Non-trivial algorithm conversion from imperative to functional

Question

To enforce my (weak) functional programming skills, I am studying The NURBS book by Piegl and Tiller converting all the algorithms to Haskell. It is a very nice and instructive process but I got stuck on algorithm 2.2, here is (a C-like reworked-by-me version of) the pseudo-code:

double[] BasisFuns( int i, double u, int p, double U[]) {
  double N[p+1];
  double left[p+1];
  double ritght[p+1];
  N[0]=1.0;
  for (j=1; j<=p; j++) {
    left[j]  = u - U[i+1-j];
    right[j] = U[i+j] - u;
    double saved = 0.0;
    for (r=O; r<j; r++) {
      double temp= N[r]/(right[r+1]+left[j-r]);
      N[r] = saved+right[r+1]*temp;
      saved = left[j-r]*temp;
    }
    N[j] = saved;
  }
  return N;
}

The outer loop looks easy, but the inner one, with all those necessarily-ordered modifications to the elements of N is giving me a headache.

I started to set it up like this:

baseFunc :: RealFrac a => Int -> Int -> a -> [a] -> [a]
baseFunc i p u knots
  [ ??? | j <- [1..p], r <- [0..j] ]
  where
  left = [ u - knots !! (i+1-j) | j <- [ 1 .. p ]
  right= [ knots !! (i+j) - u   | j <- [ 1 .. p ]

but I feel that I may be completely off road.

I have already written a completely different and inefficient version of this function based on Eq. 2.5 in the book, therefore here I am looking to maintain the performance of the imperative version.

Answer 1

Although it is certainly possible to translate numerical algorithms into Haskell starting from Fortran/Matlab/C “everything is an array” style (and, using unboxed mutable vectors, performance will generally be not much worse) this is really missing the point about using a functional language. The underlying math is actually much closer to functional than to imperative programming, so the best thing is to start right there. Specifically, the recurrence formula

can be translated almost literally into Haskell, much better than into an imperative language:

baseFuncs :: [Double]  -- ^ Knots, \(\{u_i\}_i\)
          -> Int       -- ^ Index \(i\) at which to evaluate
          -> Int       -- ^ Spline degree \(p\)
          -> Double    -- ^ Position \(u\) at which to evaluate
          -> Double
baseFuncs us i 0 u
  | u >= us!!i, u < us!!(i+1)  = 1
  | otherwise                  = 0
baseFuncs us i p u
      = (u - us!!i)/(us!!(i+p) - us!!i) * baseFuncs us i (p-1) u
       + (us!!(i+p+1) - u)/(us!!(i+p+1) - us!!(i+1)) * baseFuncs us (i+1) (p-1) u

Unfortunately this will actually not be efficient though, for multiple reasons.

First, lists suck at random-access. A simple fix is to switch to unboxed (but pure) vectors. While we're at is let's wrap them in a newtype because the u_i are supposed to be strictly increasing. Talking about types: the direct accesses are unsafe; we could fix this by bringing p and the number of segments to the type level and only allowing indices i < n-p, but I won't go into that here.

Also, it's awkward to pass us and u around all the way down the recursion, better just bind it once and then use a helper function to go down:

import Data.Vector.Unboxed (Vector, (!))

Written tasks ▸
1) Please reproduce the stretch of the NURBS thread from "Although it is" through "Spline degree \(p\)" word for word.
2) Answer these about the NURBS thread:
(a) Which algorithm from the book did the asker get stuck on?
(b) Which equation in the book was the asker's earlier, inefficient version based on?
(c) According to the answer, what are lists bad at?
3) Extend the NURBS thread, picking up right after its last line.
The material that comes after has no connection to the NURBS thread.

Recorded information ▸
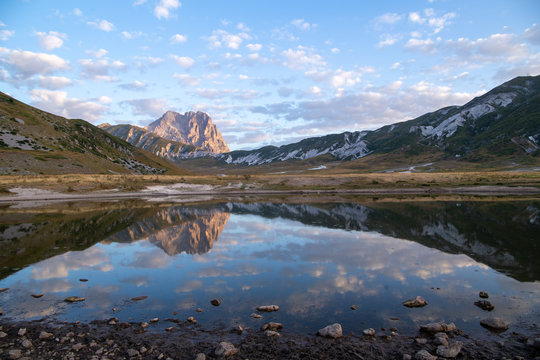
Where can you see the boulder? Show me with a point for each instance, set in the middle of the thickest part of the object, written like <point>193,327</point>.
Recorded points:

Outputs ▸
1)
Although it is certainly possible to translate numerical algorithms into Haskell starting from Fortran/Matlab/C “everything is an array” style (and, using unboxed mutable vectors, performance will generally be not much worse) this is really missing the point about using a functional language. The underlying math is actually much closer to functional than to imperative programming, so the best thing is to start right there. Specifically, the recurrence formula

can be translated almost literally into Haskell, much better than into an imperative language:

baseFuncs :: [Double]  -- ^ Knots, \(\{u_i\}_i\)
          -> Int       -- ^ Index \(i\) at which to evaluate
          -> Int       -- ^ Spline degree \(p\)

2)
(a) Algorithm 2.2
(b) Eq. 2.5
(c) Random-access

3)
import qualified Data.Vector.Unboxed as VU

newtype Knots = Knots {getIncreasingKnotsSeq :: Vector Double}

baseFuncs :: Knots     -- ^ \(\{u_i\}_i\)
          -> Int       -- ^ Index \(i\) at which to evaluate
          -> Int       -- ^ Spline degree \(p\)
          -> Double    -- ^ Position \(u\) at which to evaluate
          -> Double
baseFuncs (Knots us) i₀ p₀ u = go i₀ p₀
 where go i 0
        | u >= us!i
        , i>=VU.length us-1 || u < us!(i+1)  = 1
        | otherwise                          = 0
       go i p
           = (u - us!i)/(us!(i+p) - us!i) * go i (p-1)
            + (us!(i+p+1) - u)/(us!(i+p+1) - us!(i+1)) * go (i+1) (p-1)

The other thing that's not optimal is that we don't share the lower-level evaluations between neighbouring recursive calls. (The evaluation is effectively spanning a directed graph with ^p2⁄₂ nodes, but we evaluate it as a tree with 2^p nodes.) That's a massive inefficiency for large p, but actually quite harmless for the typical low-degree splines.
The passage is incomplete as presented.